▶ [What is asked]
**1)** Decide whether each statement agrees with the Ukraine aid article below, answering yes or no and quoting the deciding words of the article: (a) Russia has used intercontinental ballistic missiles in the war for the first time; (b) Congress passed the major supplemental funding bill for Ukraine in the fall; (c) the presidential drawdown authority amounts to roughly $13.4 billion.
**2)** Reproduce the passage of the Ukraine aid article between "As the world" and "House in January.", inclusive.
**3)** In the Ukraine aid article, at what organization is Doug Klain a policy analyst?

As the world prepares for a new administration in Washington next month, Russia and Ukraine are scrambling to solidify their positions ahead of inevitable negotiations.
President-elect Trump has boasted he will end the war in Ukraine days after returning to office. Few believe that he can obtain such a swift cessation of hostilities. However, many believe his administration will push Russia and Ukraine to the negotiating table shortly after he reenters the White House in January.
With this in mind, both countries are angling for a better hand on the battlefield. Russia has used intercontinental ballistic missiles in the war for the first time. It enlisted the aid of North Korea’s military and changed its official nuclear posture to deter and intimidate Ukraine. The Biden administration, meanwhile, has lifted restrictions on Ukraine’s use of Western weaponry and is working to get assistance to Kyiv as quickly as possible. However, many experts argue that Biden’s efforts haven’t been sufficient to give Kyiv the upper hand.
“What they are doing is reversing some bad policies that they had in place for a while,” said Kurt Volker, a former U.S. ambassador to NATO and special representative for Ukraine negotiations during the first Trump administration. “They had $61 billion approved earlier this year, and they didn’t move it quickly, so they had a lot of leftover money sitting around, which they are now trying to push out in the form of equipment and ammunition.”
Since Republicans won back control of Congress and the White House in the November elections, the Biden administration has been working overtime to deliver assistance to Ukraine before Trump takes office. Many feared that Trump, who has expressed skepticism about funding foreign wars, would cut off all aid to Ukraine. A growing number of congressional Republicans also oppose appropriating more funding for Ukraine’s defense.
Following months of wrangling, Congress passed a major supplemental funding bill for Ukraine in the spring. Lawmakers initially expected that package to fund Kyiv’s defense into early 2025. The Biden team has been moving to deliver all presidential drawdown authority—roughly $13.4 billion from U.S. munitions and weapons stockpiles—before the end of January. Still, some experts argue that goal is not feasible.
“Ukraine has spent years now urging the Biden team to deliver aid at this pace. Not only is there not enough time to deliver this much aid now, but the U.S. didn’t even spend the last three years building enough weapons to send,” said Doug Klain, a policy analyst at the organization Razom for Ukraine. “Experts have spent years urging the U.S. to dramatically scale up arms production to meet exactly this need. It didn’t.”
Some analysts estimate that the Biden administration will be able to deliver only about 25 percent of the presidential drawdown authority before Trump takes office. That means the incoming administration will decide how much of the remaining weaponry to send.

▶ [Dataset]
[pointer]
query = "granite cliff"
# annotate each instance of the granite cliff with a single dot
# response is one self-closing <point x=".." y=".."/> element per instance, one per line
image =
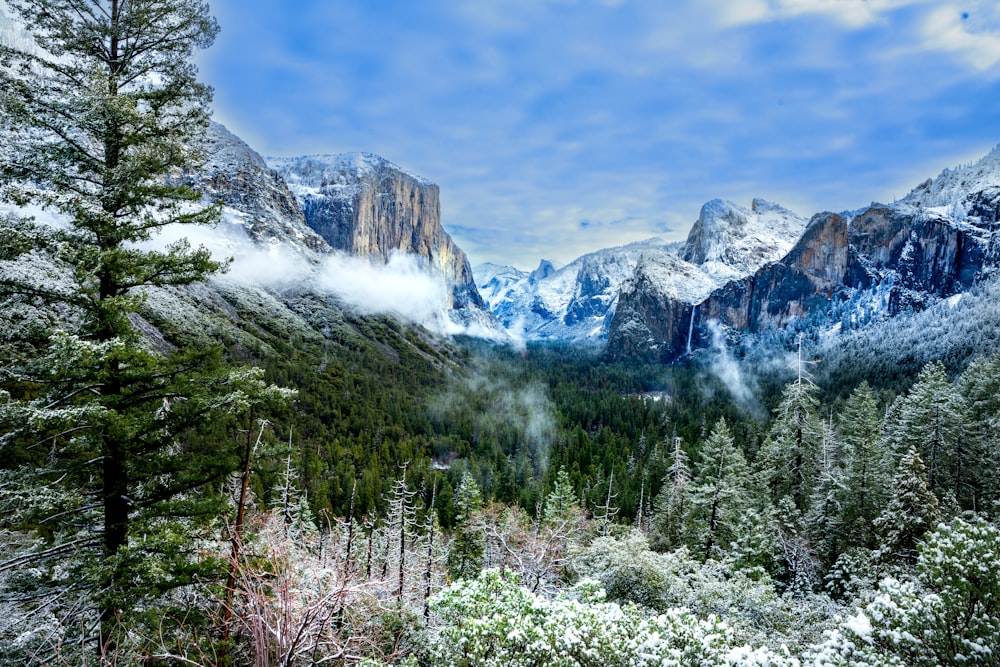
<point x="846" y="268"/>
<point x="366" y="206"/>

▶ [Solutions to the problems]
**1)**
(a) Yes: "Russia has used intercontinental ballistic missiles in the war for the first time."
(b) No: "Congress passed a major supplemental funding bill for Ukraine in the spring."
(c) Yes: "roughly $13.4 billion from U.S. munitions and weapons stockpiles"

**2)**
As the world prepares for a new administration in Washington next month, Russia and Ukraine are scrambling to solidify their positions ahead of inevitable negotiations.
President-elect Trump has boasted he will end the war in Ukraine days after returning to office. Few believe that he can obtain such a swift cessation of hostilities. However, many believe his administration will push Russia and Ukraine to the negotiating table shortly after he reenters the White House in January.

**3)** Razom for Ukraine.